### WHAT THE TASK REQUIRES
Each record is to be transcribed exactly.

※ ※ ※

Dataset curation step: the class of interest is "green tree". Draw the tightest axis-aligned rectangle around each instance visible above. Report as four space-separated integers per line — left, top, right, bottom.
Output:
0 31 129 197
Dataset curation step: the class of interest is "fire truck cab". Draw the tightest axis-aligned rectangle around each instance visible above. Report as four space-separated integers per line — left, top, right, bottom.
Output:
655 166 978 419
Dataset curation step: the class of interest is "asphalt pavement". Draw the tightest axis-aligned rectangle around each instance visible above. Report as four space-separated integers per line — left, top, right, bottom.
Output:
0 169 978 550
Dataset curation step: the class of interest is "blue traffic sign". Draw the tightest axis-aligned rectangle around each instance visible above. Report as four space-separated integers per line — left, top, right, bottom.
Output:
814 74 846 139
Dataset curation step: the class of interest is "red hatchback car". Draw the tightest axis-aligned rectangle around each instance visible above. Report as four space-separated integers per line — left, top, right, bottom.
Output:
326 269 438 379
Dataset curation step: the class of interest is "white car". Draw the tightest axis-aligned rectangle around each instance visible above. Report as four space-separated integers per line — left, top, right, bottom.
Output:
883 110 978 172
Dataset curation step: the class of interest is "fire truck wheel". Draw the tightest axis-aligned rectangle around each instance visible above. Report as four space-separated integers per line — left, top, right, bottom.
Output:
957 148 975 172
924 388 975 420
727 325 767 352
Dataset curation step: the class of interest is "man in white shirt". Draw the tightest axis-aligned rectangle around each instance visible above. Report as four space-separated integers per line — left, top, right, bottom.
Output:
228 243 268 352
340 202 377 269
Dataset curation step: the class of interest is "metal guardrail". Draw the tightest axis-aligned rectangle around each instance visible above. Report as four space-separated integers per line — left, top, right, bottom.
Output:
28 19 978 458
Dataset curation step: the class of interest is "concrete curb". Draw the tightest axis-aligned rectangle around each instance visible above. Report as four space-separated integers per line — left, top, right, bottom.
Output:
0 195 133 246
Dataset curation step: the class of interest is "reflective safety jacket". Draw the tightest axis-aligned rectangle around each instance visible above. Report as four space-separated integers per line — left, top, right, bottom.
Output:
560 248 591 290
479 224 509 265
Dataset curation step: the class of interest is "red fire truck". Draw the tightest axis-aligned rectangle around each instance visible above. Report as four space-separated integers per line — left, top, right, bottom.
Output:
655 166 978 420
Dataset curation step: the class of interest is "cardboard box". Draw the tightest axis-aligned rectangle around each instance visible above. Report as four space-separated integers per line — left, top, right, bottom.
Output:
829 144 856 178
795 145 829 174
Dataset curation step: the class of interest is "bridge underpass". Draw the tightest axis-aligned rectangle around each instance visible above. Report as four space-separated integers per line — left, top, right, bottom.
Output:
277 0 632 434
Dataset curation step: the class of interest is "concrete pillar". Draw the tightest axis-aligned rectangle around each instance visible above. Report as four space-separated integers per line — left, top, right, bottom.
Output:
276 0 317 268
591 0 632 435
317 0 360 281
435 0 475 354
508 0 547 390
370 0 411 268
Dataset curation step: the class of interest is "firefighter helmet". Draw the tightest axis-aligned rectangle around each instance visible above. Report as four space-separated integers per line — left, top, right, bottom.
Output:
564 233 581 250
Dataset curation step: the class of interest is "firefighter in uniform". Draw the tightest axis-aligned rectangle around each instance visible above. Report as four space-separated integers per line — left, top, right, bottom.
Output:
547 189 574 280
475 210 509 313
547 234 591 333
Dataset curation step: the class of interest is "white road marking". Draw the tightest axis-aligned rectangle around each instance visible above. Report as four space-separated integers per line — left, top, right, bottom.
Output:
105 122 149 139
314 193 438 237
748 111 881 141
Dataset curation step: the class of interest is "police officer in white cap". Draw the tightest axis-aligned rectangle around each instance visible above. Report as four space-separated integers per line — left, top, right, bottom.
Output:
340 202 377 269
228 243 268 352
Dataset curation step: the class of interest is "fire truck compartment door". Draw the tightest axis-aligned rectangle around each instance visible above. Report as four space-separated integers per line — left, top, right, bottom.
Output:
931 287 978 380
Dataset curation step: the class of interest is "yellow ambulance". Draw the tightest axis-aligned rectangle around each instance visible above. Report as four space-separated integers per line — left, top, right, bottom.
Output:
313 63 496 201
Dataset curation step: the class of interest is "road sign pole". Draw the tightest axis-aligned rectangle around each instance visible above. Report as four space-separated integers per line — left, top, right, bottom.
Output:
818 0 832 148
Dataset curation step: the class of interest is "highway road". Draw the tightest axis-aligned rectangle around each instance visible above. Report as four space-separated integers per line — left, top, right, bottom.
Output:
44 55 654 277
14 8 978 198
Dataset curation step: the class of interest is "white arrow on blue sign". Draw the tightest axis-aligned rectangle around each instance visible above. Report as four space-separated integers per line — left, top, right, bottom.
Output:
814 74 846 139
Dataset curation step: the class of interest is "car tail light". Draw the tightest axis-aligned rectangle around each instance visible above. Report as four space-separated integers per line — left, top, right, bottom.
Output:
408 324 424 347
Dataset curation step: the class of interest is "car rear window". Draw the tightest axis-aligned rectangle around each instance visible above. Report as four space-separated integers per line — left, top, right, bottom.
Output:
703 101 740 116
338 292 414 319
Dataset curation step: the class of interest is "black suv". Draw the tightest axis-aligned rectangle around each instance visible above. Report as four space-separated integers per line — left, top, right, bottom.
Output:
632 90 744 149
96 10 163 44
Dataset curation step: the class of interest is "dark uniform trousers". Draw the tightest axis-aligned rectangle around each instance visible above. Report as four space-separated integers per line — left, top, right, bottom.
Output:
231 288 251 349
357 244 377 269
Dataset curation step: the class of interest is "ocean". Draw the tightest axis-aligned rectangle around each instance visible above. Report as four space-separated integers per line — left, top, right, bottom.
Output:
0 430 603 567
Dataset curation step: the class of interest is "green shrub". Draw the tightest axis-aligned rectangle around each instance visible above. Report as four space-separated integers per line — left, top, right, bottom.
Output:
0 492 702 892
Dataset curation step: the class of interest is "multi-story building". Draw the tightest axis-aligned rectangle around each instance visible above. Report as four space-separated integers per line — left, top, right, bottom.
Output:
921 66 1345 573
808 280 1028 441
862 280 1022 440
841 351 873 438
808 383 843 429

※ ※ ※

### EXPECTED ANSWER
Dataset curation step: the class of interest is "green tree". Draw the tightest axis-aligned rectangle around each instance visible above. Report as four space-separated integers per line — left, top, right, bottom.
Output:
0 31 129 197
Dataset curation step: the class of interest is "fire truck cab". Draw the tightest axis-aligned rectangle around each instance visible above. Report as four space-separated integers per line — left, top, right, bottom.
Output:
655 166 978 419
Dataset curation step: the class of interest is "asphalt pavement". Draw the tightest axis-aligned rectangle around each instance visible above. Report as four space-separated integers per line — left, top, right, bottom.
Output:
0 169 978 550
Dataset curation step: the class of interest is "blue traffic sign". Draw the tightest axis-aligned rectangle around each instance visible above. Report as four space-separated integers per line — left, top, right, bottom.
Output:
814 74 846 139
Dataset curation step: the class of interest is "red hatchback car". Draw the tightest axis-aligned rectangle around each instance visible above. Report as four space-separated integers per line — left, top, right, bottom.
Output:
326 269 438 379
Dataset curation step: the class of interest is "white car". Draw the tightest axis-aligned rectangle around each instance visible above. Report as four space-separated integers per line — left, top, right, bottom.
Output:
883 110 978 172
Dataset curation step: the class of interest is "fire truck wheel". Draw the tightest axis-aligned rectangle around each instance visible above. Report as four space-separated integers per line — left, top, right, bottom.
Output:
957 148 975 172
924 388 975 420
727 325 767 352
Dataset curation step: the class of interest is "man in white shirt". Draw the tightest axis-aligned rectangle around each instance visible above. Report as four space-separated integers per line — left, top, right, bottom.
Output:
228 243 268 352
340 202 377 269
Dataset curation step: the class of interest is "metal guardrail". Draw the tightest axis-aligned rectangle around each instance visible above. Report as four space-separated integers per line — left, top, right, bottom.
Output:
28 19 978 458
Dataset curation step: the class of interest is "concrete curb". Draw the tightest axis-aligned rectangle around each instance visible above. Report as four space-separated integers per line — left, top, right, bottom.
Output:
0 195 133 246
Dataset curation step: the class of interest is "reflective safety jacket". Draw the tightest axis-aligned rectangle around each instance visible above. Report as four space-separated integers per line — left, top, right, bottom.
Output:
560 248 591 290
479 224 509 265
Dataset curation step: the class of interest is "red fire truck". Draw the tightest axis-aligned rectangle around each instance visible above. Report as four space-separated integers per line — left, top, right, bottom.
Output:
655 166 978 420
Dataset curation step: the class of interest is "cardboard box". Draw the tightest axis-aligned rectangle around each instance visible above. Report as four space-separated integers per line — left, top, right, bottom.
Output:
829 144 856 178
795 145 829 174
Dataset curation step: the class of interest is "bridge underpass". Draw the tightest axis-aligned rectangle around each instance visible above. Report as four space-separated integers per line — left, top, right, bottom.
Output:
277 0 632 434
Dataset curation step: the class of interest is "concrete pillar". Draw the tightest axis-aligned rectangle around each instance visible above. Report as four space-separated integers per line — left, top, right, bottom.
Output:
276 0 317 268
591 0 632 435
317 0 360 281
435 0 475 354
508 0 547 390
370 0 411 268
Dataset curation step: the class of interest is "firefighter helmet". Draw the tightest axis-aligned rectangle around each instance visible above. Report as four space-separated integers per line — left, top, right, bottom.
Output:
564 233 581 250
Dataset curation step: the class of interest is "firefighter in uniform". Draw the tightest axis-aligned rectangle around each instance visible above. Report as four space-separated integers per line — left, top, right, bottom.
Output:
547 189 574 280
475 210 509 313
547 234 591 333
Dataset curation step: the class of interest is "white road marking". Draw the tightest axis-aligned rectangle around each instance visible above. Report as four space-separated integers per line — left, top, right, bottom.
Output:
105 122 149 139
314 193 438 237
748 111 881 141
Dataset curation step: the class of interest is "police officer in white cap". Draw the tightest axis-aligned rectangle around each instance visible above. Report as four space-separated integers per line — left, top, right, bottom.
Output:
340 202 377 269
228 243 268 352
Dataset curation step: the class of interest is "fire truck compartment door". Draw the tightest axis-aligned rectangle around each instance visible above. Report as four space-separated integers per line — left, top, right, bottom.
Output:
931 287 978 380
Dataset curation step: the class of interest is "yellow ambulance". Draw the tightest axis-aligned rectangle around each instance visible above. Report as four space-separated integers per line — left, top, right, bottom.
Output:
313 63 496 201
Dataset curation step: the class of interest is "road sign pole". Draw the tightest axis-aligned rectangle around each instance visible above. Report as four space-separated integers per line — left, top, right, bottom.
Output:
818 0 832 148
Dataset curation step: the class of interest is "highway road". Draw the tightest axis-aligned rectangle around each instance visible above. Report as four space-separated integers per line — left, top, right, bottom.
Output:
44 55 654 277
14 8 978 198
Dataset curation step: the class of interest is "white arrow on blue sign". Draw the tightest axis-aligned rectangle around each instance visible above. Report as four space-separated integers per line — left, top, right, bottom.
Output:
814 74 846 139
Dataset curation step: the class of interest is "car tail light". Draw the tightest axis-aligned rectangle around each instance visible above. Report as four space-separated integers per line — left, top, right, bottom.
Output:
408 324 424 347
Dataset curation step: the class of interest is "car rear window". Draw the tightest axis-aligned rectangle around each instance visible above. Report as four space-separated integers per line — left, top, right, bottom.
Output:
703 101 740 116
338 292 414 319
Dataset curation step: the class of interest is "black suv". Draw the tightest axis-aligned rectangle around each instance visible above. Report as four space-separated integers per line — left, top, right, bottom.
Output:
632 90 744 149
96 10 163 44
Dataset curation step: the class of interest is "dark uniform trousers". Draw the tightest axis-aligned rectangle around each instance visible above. Report as four space-separated integers per line — left, top, right, bottom.
Output:
231 288 251 349
357 244 377 269
Dataset curation step: the class of interest is "ocean". Draw the tightest axis-aligned rectangle around each instance visible above. Report as four space-separated integers per line — left, top, right, bottom.
Output:
0 430 603 567
Dataset curation step: the class of interest is "green shrub". Draw the tightest axis-aligned rectangle around each instance visible above. Report as four space-separated integers per line — left, top, right, bottom.
Output:
0 492 702 892
Dataset curation step: the class of interest is "multi-story building". Draw the tightest axis-aligned rectangle around each instance visible above. Report as four space-separated integers per line — left, top, right, bottom.
Output:
921 66 1345 573
808 280 1028 441
862 280 1022 440
841 351 873 438
808 383 843 429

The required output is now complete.